### Given task
Render the rows from the line containing "[locate] man's hand on pump (one point each)" through the last line of the rows, inclusive, as a JSON list of strings with one string per line, omitting any blank lines.

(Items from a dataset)
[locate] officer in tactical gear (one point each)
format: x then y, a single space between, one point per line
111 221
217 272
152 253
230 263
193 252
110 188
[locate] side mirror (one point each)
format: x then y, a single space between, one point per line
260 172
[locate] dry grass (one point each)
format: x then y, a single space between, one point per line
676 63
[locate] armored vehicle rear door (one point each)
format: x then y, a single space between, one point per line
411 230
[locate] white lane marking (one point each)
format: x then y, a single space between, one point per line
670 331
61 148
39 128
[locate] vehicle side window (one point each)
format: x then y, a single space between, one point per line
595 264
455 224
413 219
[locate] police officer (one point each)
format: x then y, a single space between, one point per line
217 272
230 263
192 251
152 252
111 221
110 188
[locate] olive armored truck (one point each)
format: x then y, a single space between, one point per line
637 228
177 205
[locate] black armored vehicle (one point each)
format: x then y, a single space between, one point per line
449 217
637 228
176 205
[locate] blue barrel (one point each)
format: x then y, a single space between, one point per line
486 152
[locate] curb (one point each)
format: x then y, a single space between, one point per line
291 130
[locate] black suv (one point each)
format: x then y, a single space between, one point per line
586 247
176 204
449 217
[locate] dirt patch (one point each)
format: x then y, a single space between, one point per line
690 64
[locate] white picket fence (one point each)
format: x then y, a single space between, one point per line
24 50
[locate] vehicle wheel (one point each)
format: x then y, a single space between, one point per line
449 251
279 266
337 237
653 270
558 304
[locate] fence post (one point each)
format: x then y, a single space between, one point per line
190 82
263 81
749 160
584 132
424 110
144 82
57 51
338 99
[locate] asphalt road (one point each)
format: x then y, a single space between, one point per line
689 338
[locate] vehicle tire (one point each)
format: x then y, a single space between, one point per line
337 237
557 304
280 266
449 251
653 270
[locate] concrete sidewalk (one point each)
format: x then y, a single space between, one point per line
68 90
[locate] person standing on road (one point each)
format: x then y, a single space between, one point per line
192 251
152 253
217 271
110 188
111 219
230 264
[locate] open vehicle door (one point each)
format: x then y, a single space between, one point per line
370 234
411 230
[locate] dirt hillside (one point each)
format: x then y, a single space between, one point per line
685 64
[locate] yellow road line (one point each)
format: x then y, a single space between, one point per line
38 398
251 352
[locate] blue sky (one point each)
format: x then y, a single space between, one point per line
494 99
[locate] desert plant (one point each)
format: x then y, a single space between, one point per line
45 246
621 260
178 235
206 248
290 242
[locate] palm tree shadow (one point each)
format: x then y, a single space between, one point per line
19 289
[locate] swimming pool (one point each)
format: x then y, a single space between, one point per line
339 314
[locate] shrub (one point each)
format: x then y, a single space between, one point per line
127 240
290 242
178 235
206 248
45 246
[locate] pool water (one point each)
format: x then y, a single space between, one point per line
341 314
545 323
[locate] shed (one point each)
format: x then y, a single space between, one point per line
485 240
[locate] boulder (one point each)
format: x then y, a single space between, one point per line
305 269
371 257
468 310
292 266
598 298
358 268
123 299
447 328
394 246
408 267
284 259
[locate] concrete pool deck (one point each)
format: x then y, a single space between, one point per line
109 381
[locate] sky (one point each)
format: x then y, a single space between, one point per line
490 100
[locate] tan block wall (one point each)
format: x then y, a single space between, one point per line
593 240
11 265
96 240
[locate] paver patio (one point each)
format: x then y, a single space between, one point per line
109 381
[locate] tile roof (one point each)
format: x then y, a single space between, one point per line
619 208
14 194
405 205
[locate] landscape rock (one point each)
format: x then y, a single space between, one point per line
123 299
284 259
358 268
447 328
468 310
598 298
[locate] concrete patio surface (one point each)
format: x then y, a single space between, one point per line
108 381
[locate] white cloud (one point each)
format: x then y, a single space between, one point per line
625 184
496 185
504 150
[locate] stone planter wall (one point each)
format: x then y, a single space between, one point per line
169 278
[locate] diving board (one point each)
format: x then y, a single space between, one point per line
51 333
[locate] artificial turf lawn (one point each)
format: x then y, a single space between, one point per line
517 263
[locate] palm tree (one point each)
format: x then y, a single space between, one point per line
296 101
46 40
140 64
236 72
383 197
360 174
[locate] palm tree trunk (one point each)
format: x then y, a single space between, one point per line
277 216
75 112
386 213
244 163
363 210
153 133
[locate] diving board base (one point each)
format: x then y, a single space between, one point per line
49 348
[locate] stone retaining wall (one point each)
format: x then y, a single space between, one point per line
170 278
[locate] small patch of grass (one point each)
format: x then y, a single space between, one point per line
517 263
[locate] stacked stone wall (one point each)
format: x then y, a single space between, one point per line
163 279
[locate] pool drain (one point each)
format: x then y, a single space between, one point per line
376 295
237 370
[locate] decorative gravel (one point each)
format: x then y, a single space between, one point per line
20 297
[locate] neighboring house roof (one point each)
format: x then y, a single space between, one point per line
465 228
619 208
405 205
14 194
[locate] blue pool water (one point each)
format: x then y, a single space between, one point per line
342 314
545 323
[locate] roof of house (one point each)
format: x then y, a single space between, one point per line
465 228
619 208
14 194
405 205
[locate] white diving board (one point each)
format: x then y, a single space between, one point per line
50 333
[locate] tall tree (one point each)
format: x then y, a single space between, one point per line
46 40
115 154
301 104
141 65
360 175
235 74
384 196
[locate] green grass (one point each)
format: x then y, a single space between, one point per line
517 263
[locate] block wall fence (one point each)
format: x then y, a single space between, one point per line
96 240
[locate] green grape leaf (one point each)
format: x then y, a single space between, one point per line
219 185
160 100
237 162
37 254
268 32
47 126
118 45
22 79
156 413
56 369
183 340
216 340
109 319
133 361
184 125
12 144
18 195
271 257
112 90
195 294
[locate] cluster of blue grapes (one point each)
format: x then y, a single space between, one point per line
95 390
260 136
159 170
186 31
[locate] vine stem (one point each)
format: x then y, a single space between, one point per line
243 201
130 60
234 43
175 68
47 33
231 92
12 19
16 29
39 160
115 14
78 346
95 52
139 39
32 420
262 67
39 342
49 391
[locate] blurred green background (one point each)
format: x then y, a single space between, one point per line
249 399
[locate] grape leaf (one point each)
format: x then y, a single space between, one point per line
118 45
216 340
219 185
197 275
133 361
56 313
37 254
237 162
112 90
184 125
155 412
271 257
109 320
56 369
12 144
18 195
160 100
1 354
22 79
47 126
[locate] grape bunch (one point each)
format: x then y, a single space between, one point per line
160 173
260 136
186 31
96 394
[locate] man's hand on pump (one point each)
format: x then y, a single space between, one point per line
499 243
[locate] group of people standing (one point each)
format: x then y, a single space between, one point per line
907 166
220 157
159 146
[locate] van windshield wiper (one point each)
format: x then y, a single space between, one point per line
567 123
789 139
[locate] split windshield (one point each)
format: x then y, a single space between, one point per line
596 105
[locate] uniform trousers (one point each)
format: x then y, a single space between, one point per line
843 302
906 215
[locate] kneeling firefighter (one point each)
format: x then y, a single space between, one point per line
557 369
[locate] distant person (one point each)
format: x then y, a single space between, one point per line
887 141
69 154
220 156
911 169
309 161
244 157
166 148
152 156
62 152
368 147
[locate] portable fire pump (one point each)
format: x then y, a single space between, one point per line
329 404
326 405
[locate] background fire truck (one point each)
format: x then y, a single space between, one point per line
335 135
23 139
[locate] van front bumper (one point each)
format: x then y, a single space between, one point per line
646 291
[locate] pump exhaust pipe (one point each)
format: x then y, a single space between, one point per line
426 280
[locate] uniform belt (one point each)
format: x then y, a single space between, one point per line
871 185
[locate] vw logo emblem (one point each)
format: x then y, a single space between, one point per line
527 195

### The output
[
  "[locate] man's hand on pump (one point each)",
  "format: x then y, a single space between, one point per line",
  "499 243",
  "[locate] group of people standing (one point each)",
  "format: x then y, a single space between, one point per line",
  "907 166",
  "220 157",
  "159 146",
  "[locate] van windshield wiper (one point each)",
  "format: x then y, a single space between, one point per line",
  "567 123",
  "789 139",
  "[locate] split windshield (one point each)",
  "format: x then y, a single space between, one point per line",
  "596 105",
  "[locate] uniform trousers (one point each)",
  "format: x then y, a single space between, one point per line",
  "843 302",
  "906 215",
  "[locate] kneeling firefighter (one point each)",
  "format: x then y, a single space between, one point per line",
  "557 369",
  "[locate] distant person (one point each)",
  "format: x then y, a single space between, one point per line",
  "887 141",
  "69 154",
  "220 156",
  "911 169",
  "309 161",
  "244 157",
  "166 148",
  "152 156",
  "62 152",
  "368 147",
  "[locate] portable fire pump (one point each)",
  "format: x then y, a single space between, one point per line",
  "329 404",
  "326 405",
  "[locate] background fire truck (one point each)",
  "format: x then y, a single space between, one point per line",
  "335 135",
  "23 139",
  "[locate] van front bumper (one point each)",
  "format: x then y, a single space between, one point per line",
  "646 291",
  "[locate] pump exhaust pipe (one point each)",
  "format: x then y, a single space between, one point per line",
  "426 280",
  "[locate] uniform belt (one point each)",
  "format: x then y, a single space between, one point per line",
  "871 185",
  "[locate] vw logo emblem (one point each)",
  "format: x then y, a single space between, one point per line",
  "527 195"
]